++++ RECORDS FOR THIS EXERCISE

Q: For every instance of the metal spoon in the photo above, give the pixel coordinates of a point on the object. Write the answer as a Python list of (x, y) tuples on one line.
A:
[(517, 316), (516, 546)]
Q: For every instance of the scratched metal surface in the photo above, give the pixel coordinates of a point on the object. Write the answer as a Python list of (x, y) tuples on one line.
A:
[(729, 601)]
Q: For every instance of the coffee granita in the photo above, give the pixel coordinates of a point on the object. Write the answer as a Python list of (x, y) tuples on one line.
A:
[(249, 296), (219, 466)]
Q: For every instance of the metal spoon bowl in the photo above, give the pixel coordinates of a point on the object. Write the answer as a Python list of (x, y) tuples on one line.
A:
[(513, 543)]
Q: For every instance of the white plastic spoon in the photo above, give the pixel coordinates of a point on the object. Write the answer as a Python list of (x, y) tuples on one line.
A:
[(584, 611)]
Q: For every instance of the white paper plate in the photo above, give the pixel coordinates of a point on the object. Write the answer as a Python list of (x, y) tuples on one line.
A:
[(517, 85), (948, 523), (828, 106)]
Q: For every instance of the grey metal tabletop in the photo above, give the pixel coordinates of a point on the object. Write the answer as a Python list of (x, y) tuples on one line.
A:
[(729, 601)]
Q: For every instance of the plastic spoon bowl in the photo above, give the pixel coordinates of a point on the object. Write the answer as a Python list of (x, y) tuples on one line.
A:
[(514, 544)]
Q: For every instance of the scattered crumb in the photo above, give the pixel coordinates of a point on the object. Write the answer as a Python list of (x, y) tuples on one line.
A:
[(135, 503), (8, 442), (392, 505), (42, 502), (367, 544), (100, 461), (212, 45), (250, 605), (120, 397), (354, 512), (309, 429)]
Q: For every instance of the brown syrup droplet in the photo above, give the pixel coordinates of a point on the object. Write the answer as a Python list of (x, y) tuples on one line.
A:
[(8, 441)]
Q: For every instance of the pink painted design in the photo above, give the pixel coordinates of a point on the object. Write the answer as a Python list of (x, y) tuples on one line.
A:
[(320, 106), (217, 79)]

++++++++

DIRECTIVE →
Reproduce the listing in full. Keep it exactly as written.

SOLUTION FOR THIS EXERCISE →
Q: For every instance of the metal spoon in the photo above, give the pixel coordinates of a point on the object. Write the answer as a Python list of (x, y) tuples on one line.
A:
[(517, 316), (516, 546)]
Q: For every instance of the scratched metal surface in the photo above, give the pixel coordinates of a point on the object. Write the answer as a Python list of (x, y) tuples on one line.
A:
[(729, 601)]
Q: For every instance of the coffee granita in the photo above, give the pixel coordinates of a point on the object. Write the answer as a Python list of (x, y) tuples on one line.
A:
[(249, 296), (219, 466)]
Q: For every instance of the metal spoon bowl in the photo above, give the pixel coordinates of a point on the object. Write the answer as a Python list of (x, y) tuples on one line.
A:
[(513, 543)]
Q: For every instance of the white plastic spoon in the photo above, give the pixel coordinates of a point on the object. Write the answer as a Python list of (x, y) tuples on one line.
A:
[(584, 611)]
Q: For every instance of the white paper plate in the photo above, give the pixel coordinates of a point on the object. Write the answer as a Python list of (x, y) tuples on one line.
A:
[(517, 85), (948, 523), (828, 106)]
Q: For every instance of the grey metal tabletop in the photo above, give the pixel coordinates of a point on the object. Write the answer as a Python list of (x, y) tuples on one line.
A:
[(729, 601)]
Q: For every instance of the plastic spoon bowl in the photo above, give the pixel coordinates of a point on the object. Write the answer as a Python list of (x, y) tuples on one line.
A:
[(514, 544)]
Q: For every instance of the scattered crumb in the photo above, give the pixel coordinates of a point on the object. Write the answer as a Python list of (x, y) tuples on one line.
A:
[(135, 503), (8, 442), (392, 505), (42, 502), (367, 544), (100, 461), (212, 45), (250, 605), (120, 397), (354, 512), (309, 429)]
Q: For every instance of the brown syrup droplet in the photo above, give the pixel coordinates of a point on the object. Write the answer as a Python list of (x, y) tuples on one line.
A:
[(8, 441)]
Q: For every instance of the pink painted design in the photo above, give the pixel coordinates of a point on the object. Write the answer as a Python list of (x, y) tuples on one line.
A:
[(320, 106), (217, 79)]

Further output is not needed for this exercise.